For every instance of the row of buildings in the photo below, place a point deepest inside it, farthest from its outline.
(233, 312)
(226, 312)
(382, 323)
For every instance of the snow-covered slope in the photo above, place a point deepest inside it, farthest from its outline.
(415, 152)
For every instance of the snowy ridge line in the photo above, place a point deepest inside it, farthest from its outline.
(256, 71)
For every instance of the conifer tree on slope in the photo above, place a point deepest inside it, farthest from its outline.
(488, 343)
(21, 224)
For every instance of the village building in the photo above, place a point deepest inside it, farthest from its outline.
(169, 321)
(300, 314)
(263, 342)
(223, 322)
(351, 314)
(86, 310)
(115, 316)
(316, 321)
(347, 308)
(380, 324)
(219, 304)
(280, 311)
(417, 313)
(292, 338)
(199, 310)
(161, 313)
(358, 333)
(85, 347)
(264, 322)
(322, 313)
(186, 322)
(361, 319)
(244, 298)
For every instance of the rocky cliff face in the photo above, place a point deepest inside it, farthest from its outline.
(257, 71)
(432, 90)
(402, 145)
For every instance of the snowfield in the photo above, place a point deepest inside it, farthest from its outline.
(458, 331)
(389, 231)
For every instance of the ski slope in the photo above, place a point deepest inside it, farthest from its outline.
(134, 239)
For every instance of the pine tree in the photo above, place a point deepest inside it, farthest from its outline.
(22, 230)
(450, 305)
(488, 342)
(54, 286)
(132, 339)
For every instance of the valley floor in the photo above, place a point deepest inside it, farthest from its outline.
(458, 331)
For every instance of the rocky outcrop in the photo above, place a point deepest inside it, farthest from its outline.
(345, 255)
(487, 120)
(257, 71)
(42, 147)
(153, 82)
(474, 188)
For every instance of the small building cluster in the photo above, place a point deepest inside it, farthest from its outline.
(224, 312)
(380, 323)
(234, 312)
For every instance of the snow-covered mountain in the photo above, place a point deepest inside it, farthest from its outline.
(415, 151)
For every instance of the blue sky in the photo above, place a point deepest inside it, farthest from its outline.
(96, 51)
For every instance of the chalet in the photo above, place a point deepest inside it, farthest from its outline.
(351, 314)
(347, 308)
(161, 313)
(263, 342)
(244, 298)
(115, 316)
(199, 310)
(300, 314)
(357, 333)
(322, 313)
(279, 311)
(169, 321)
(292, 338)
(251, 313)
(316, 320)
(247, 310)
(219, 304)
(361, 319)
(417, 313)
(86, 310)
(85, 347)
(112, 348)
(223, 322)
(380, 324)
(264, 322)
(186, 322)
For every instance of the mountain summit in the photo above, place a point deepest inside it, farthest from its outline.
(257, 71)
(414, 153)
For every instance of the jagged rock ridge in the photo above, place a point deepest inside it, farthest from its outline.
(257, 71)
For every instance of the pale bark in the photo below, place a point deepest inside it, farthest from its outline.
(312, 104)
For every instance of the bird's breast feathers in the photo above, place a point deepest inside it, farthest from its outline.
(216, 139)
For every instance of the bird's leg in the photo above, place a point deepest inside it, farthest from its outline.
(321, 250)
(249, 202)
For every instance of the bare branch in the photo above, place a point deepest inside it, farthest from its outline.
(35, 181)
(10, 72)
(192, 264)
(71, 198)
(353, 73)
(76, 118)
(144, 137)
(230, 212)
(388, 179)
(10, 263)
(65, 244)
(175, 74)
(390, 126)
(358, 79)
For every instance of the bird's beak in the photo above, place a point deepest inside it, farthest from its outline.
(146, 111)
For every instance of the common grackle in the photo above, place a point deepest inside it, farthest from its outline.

-------

(Stated exercise) Reproduce the listing from the line containing "For every instance of the bare" up to and including its final line, substituting "leafless branch" for "bare branch" and keeping every other character unchanged.

(Answer in full)
For every instance of the leafless branch in the photo above, place a point deepest inside it, farthest from its outline.
(35, 181)
(10, 72)
(192, 264)
(71, 198)
(353, 73)
(76, 118)
(144, 137)
(230, 212)
(388, 179)
(10, 263)
(65, 244)
(175, 74)
(390, 126)
(358, 79)
For every instance of the bird's beak in the photo above, place a point deepest inside it, farthest from its outline.
(146, 111)
For every instance of the common grackle in the photo above, place a point deepest inside it, farthest from its outline.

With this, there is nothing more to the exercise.